▽
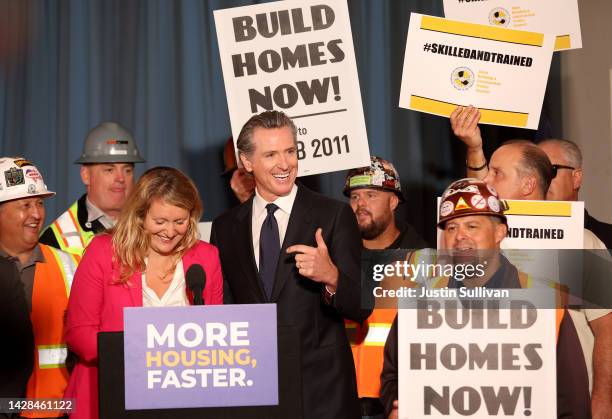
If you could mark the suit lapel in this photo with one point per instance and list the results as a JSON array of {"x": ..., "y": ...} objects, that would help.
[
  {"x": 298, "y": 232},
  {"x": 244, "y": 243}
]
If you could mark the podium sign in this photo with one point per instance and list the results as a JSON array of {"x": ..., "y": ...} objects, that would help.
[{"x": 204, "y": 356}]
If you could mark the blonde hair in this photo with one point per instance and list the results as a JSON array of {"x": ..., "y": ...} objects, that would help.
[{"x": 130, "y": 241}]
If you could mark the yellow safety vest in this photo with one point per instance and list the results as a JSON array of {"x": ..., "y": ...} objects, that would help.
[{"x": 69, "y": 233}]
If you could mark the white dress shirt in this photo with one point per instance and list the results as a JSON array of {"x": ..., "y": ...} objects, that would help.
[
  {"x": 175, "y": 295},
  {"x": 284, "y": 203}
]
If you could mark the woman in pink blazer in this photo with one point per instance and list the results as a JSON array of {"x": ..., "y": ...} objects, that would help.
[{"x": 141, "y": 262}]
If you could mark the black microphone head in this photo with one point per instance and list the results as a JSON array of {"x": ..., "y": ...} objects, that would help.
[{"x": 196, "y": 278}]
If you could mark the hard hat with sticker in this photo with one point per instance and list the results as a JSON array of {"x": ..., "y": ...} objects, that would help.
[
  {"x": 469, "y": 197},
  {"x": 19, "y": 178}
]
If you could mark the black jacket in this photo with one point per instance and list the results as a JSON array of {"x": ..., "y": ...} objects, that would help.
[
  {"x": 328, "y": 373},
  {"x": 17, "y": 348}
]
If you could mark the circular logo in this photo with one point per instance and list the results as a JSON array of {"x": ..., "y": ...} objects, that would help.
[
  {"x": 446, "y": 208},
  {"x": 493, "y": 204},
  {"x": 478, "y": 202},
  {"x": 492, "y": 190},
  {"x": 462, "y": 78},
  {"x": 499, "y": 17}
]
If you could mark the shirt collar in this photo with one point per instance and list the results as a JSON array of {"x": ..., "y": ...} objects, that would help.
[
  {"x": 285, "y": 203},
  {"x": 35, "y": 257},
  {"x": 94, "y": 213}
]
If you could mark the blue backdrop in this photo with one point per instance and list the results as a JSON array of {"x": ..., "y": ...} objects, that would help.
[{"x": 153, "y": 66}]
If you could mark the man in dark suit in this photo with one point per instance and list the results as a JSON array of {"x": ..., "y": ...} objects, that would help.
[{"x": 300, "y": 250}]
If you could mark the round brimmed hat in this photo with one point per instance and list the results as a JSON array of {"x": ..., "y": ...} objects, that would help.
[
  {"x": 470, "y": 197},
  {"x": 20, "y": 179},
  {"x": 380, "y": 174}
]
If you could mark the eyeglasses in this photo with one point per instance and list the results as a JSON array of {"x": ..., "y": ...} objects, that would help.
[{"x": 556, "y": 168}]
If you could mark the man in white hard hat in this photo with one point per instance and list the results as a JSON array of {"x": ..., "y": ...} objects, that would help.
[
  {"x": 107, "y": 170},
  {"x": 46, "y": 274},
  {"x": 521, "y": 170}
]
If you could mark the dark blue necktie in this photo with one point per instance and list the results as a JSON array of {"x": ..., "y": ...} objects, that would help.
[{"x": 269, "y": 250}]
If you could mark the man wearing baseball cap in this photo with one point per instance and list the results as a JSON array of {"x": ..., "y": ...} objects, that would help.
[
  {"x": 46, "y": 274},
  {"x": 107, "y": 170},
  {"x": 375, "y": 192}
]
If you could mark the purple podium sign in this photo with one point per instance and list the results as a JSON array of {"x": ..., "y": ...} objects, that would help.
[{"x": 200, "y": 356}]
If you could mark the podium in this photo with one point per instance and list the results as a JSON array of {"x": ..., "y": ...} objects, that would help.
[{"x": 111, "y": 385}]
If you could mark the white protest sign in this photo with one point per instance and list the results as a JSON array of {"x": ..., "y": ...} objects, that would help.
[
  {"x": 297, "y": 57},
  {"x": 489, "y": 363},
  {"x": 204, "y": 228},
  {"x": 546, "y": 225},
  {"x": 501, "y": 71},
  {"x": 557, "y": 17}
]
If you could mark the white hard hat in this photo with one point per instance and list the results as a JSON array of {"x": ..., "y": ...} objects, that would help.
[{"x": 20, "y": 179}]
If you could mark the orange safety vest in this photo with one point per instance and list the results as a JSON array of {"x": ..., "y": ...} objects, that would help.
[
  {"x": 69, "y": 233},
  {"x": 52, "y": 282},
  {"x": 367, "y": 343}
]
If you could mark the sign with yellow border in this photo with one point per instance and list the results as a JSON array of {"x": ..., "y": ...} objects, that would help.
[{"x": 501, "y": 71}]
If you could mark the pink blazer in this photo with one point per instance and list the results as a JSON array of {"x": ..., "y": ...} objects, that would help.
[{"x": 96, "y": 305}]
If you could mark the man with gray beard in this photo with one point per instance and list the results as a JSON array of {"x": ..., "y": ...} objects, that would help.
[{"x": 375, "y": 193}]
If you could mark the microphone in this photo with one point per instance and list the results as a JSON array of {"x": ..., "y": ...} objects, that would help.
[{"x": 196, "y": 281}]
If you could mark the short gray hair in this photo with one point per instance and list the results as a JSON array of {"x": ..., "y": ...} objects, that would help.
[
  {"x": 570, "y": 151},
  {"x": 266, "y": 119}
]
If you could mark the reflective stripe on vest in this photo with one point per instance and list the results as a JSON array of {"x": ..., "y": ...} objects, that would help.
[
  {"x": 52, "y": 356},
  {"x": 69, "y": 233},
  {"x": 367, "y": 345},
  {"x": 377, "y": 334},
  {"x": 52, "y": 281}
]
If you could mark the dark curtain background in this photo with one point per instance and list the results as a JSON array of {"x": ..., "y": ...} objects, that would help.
△
▽
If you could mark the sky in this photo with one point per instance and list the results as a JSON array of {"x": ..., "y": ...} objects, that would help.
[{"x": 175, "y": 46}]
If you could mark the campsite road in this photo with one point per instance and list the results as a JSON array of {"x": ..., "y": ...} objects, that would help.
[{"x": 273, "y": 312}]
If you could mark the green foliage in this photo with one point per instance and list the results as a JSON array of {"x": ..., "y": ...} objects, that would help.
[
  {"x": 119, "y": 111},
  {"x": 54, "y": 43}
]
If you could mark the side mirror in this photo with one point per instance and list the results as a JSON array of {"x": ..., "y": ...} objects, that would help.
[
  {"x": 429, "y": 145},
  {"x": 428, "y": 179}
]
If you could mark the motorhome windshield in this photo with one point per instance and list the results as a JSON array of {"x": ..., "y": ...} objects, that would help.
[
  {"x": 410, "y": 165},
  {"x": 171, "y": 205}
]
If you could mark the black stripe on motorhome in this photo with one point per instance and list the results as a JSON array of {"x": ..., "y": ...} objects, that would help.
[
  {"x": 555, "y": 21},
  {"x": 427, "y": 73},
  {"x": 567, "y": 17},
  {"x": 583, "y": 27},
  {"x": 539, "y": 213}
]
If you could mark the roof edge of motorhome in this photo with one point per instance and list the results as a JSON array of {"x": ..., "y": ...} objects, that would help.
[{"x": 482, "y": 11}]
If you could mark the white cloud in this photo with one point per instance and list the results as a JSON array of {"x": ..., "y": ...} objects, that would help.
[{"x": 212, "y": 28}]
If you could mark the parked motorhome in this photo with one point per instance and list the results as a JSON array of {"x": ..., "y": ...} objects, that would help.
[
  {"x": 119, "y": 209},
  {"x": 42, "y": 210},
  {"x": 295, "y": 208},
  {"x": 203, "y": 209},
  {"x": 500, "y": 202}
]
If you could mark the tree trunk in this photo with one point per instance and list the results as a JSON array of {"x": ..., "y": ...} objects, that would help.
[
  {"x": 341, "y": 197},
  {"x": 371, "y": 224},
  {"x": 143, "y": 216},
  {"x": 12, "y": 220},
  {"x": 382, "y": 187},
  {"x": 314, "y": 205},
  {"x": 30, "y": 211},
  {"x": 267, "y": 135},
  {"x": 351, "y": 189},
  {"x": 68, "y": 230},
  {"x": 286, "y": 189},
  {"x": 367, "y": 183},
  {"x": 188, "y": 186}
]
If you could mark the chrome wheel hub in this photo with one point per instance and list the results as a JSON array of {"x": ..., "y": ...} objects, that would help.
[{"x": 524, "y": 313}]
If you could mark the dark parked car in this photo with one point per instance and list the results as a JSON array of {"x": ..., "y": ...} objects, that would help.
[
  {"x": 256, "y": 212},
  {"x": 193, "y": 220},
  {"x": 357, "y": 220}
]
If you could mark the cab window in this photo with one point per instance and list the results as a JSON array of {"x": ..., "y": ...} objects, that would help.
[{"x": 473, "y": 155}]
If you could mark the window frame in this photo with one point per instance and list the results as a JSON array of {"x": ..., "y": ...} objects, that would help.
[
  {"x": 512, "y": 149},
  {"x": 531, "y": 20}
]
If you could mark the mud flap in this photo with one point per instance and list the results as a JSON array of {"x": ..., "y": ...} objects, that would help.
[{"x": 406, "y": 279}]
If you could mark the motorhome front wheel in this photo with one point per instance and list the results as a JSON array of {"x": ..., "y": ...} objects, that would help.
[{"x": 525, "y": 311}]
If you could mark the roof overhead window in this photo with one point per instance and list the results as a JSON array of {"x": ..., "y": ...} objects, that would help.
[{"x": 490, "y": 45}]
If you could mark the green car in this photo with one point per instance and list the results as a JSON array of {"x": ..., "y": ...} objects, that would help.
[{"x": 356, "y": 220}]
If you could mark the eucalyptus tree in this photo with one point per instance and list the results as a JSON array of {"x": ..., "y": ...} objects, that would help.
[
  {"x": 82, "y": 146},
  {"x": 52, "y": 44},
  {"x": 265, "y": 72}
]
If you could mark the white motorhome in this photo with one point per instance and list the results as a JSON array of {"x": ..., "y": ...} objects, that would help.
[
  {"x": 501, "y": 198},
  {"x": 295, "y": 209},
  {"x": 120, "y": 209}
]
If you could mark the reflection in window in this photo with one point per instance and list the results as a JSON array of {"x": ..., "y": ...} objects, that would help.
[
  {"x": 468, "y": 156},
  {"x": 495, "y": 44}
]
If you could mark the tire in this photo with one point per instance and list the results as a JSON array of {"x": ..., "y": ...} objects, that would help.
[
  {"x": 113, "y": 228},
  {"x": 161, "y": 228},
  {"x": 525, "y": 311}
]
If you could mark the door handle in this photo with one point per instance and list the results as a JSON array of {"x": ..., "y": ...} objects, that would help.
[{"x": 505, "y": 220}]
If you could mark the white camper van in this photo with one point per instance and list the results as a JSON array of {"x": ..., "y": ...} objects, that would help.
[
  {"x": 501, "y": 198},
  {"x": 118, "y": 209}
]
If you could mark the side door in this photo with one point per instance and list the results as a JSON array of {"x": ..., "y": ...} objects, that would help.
△
**WRITTEN EXERCISE**
Convert the stretch above from the line containing "If you could mark the microphone" through the line containing "If you could mark the dark curtain" into a Markdown table with the columns Row and Line, numbering each line and leaving out any blank lines.

**TASK RESULT**
| Row | Line |
|---|---|
| 1 | If you could mark the microphone in this photo with one point per instance and list the results as a JSON array of {"x": ..., "y": ...} objects, that would help. |
| 2 | [{"x": 196, "y": 281}] |
| 3 | If you could mark the short gray hair in this photo with one point per instance and list the results as a JSON array of {"x": ..., "y": ...} objects, that would help. |
| 4 | [ |
| 5 |   {"x": 570, "y": 151}, |
| 6 |   {"x": 266, "y": 119} |
| 7 | ] |
| 8 | If you could mark the reflective stripe on vest in this photo with one point per instance and list the results as a JSON array of {"x": ..., "y": ...} objects, that would help. |
| 9 | [ |
| 10 |   {"x": 52, "y": 356}, |
| 11 |   {"x": 69, "y": 233}, |
| 12 |   {"x": 367, "y": 345}, |
| 13 |   {"x": 377, "y": 334}, |
| 14 |   {"x": 52, "y": 281} |
| 15 | ] |
| 16 | If you could mark the dark curtain background in this photo with one point per instance and list the results as a JSON array of {"x": ..., "y": ...} objects, that would help. |